What to produce: Transcribe the records below exactly as they appear.

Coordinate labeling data
•••••

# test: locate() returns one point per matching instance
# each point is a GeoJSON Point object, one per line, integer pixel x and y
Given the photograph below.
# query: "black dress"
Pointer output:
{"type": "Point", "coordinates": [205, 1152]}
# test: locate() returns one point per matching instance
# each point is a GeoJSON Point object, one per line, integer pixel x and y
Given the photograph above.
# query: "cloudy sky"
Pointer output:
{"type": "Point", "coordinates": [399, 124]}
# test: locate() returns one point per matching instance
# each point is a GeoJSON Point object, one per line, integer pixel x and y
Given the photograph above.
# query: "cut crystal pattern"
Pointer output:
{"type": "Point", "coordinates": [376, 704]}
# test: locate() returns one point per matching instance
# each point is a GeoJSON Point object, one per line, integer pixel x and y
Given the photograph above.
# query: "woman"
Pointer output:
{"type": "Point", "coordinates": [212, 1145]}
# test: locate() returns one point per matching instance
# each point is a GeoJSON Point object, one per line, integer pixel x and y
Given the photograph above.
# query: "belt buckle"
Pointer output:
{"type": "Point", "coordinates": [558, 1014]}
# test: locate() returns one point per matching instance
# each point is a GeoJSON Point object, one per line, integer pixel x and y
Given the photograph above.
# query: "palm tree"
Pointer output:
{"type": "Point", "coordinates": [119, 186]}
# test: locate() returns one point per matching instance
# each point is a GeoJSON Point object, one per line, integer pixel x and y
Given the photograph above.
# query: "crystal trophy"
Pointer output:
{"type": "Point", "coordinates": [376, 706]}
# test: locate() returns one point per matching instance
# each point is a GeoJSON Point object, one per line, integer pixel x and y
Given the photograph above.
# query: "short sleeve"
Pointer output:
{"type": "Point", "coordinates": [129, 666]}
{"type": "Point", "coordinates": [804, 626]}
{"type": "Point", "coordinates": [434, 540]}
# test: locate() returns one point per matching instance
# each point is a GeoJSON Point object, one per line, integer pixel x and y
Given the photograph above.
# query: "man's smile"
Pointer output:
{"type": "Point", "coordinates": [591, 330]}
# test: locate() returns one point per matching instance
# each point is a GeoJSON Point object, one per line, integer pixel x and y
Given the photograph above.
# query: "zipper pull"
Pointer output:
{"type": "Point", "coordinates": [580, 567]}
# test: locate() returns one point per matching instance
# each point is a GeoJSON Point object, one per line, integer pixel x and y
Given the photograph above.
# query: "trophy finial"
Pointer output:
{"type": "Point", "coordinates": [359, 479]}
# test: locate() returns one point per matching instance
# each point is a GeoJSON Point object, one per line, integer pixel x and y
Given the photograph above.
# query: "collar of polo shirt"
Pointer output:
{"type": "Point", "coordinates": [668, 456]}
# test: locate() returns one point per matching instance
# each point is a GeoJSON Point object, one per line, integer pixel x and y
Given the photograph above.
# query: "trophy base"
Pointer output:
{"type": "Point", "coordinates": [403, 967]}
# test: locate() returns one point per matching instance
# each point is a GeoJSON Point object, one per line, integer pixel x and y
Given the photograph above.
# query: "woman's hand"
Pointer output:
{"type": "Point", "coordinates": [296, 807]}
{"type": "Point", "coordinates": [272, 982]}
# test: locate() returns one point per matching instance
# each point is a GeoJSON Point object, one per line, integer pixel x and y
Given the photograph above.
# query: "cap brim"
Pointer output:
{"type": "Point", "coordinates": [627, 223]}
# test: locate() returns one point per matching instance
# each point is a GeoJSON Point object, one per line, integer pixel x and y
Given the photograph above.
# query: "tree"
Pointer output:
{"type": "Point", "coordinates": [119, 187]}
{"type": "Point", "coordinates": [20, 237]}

•••••

Response:
# test: locate() returns one point per matching instance
# each point is a GeoJSON Point object, one per line, integer pixel x and y
Given the photograph below.
# query: "black dress"
Pointer output:
{"type": "Point", "coordinates": [205, 1152]}
# test: locate() returns one point per matching instance
# each point is a GeoJSON Point object, one per line, integer pixel x and y
Given the photograph above.
# query: "cloudy sky"
Pointer output:
{"type": "Point", "coordinates": [399, 124]}
# test: locate() returns one point per matching instance
# each point is a GeoJSON Point object, one per line, integer pixel x and y
Given the photograph above.
# query: "cut crystal pattern"
Pointer output:
{"type": "Point", "coordinates": [376, 704]}
# test: locate() returns one point per matching instance
# each point is a GeoJSON Point object, one per line, integer pixel x and y
Given the photograph above.
# query: "woman"
Pointer output:
{"type": "Point", "coordinates": [212, 1145]}
# test: locate() returns one point per matching instance
# each point is a GeoJSON Point object, one per line, integer pixel x and y
Given the photograph above.
# query: "belt buckle"
Pointer output:
{"type": "Point", "coordinates": [558, 1014]}
# test: locate() returns one point per matching instance
# each point is a GeoJSON Point object, one per line, integer pixel x and y
Given the photograph above.
# query: "palm tree"
Pointer output:
{"type": "Point", "coordinates": [119, 186]}
# test: locate() returns one point per matching instance
# each point is a GeoJSON Point object, one per line, integer pixel x and y
Given the photograph above.
# query: "crystal trophy"
Pointer output:
{"type": "Point", "coordinates": [376, 706]}
# test: locate() returns one point per matching instance
# each point is a GeoJSON Point object, one per line, integer pixel x and y
Given the photograph above.
# query: "short sleeve"
Pointer output:
{"type": "Point", "coordinates": [129, 666]}
{"type": "Point", "coordinates": [804, 626]}
{"type": "Point", "coordinates": [434, 540]}
# test: locate() returns one point per matching instance
# each point is a GeoJSON Point object, one per line, integer pixel x and y
Given the photograph above.
# query: "man's smile"
Pointer output:
{"type": "Point", "coordinates": [591, 330]}
# test: locate() returns one point per matching instance
# each point is a GeoJSON Point object, one per line, integer pixel x and y
Given the photograph above.
# query: "zipper pull"
Pointer output:
{"type": "Point", "coordinates": [580, 567]}
# test: locate() returns one point per matching instance
# each point is a GeoJSON Point object, one per line, integer pixel x and y
Given the photograph above.
# query: "trophy finial"
Pointer output:
{"type": "Point", "coordinates": [359, 479]}
# test: locate() returns one point per matching instance
# each point is a GeoJSON Point object, one per line, integer pixel x and y
Given the photograph above.
# query: "collar of polo shirt"
Pointer output:
{"type": "Point", "coordinates": [668, 456]}
# test: locate() returns one point per matching instance
# each point is a GeoJSON Point object, one per line, integer pixel x and y
Given the photograph above.
# query: "trophy base"
Pointer output:
{"type": "Point", "coordinates": [403, 967]}
# test: locate() returns one point per matching instance
# each point is a GeoJSON Point object, one per line, integer pixel x and y
Given the photograph above.
# query: "woman's hand"
Pointer output:
{"type": "Point", "coordinates": [296, 807]}
{"type": "Point", "coordinates": [272, 982]}
# test: locate() returns one point per matching instance
# each point is a GeoJSON Point object, one per line, integer pixel x and y
Given the photograph above.
# query: "cap brim"
Pointer output:
{"type": "Point", "coordinates": [627, 223]}
# test: locate() returns one point per matching instance
# each point is a GeoJSON Point object, one per line, integer pixel x and y
Given the photograph above.
# query: "tree"
Pointer output:
{"type": "Point", "coordinates": [119, 187]}
{"type": "Point", "coordinates": [20, 237]}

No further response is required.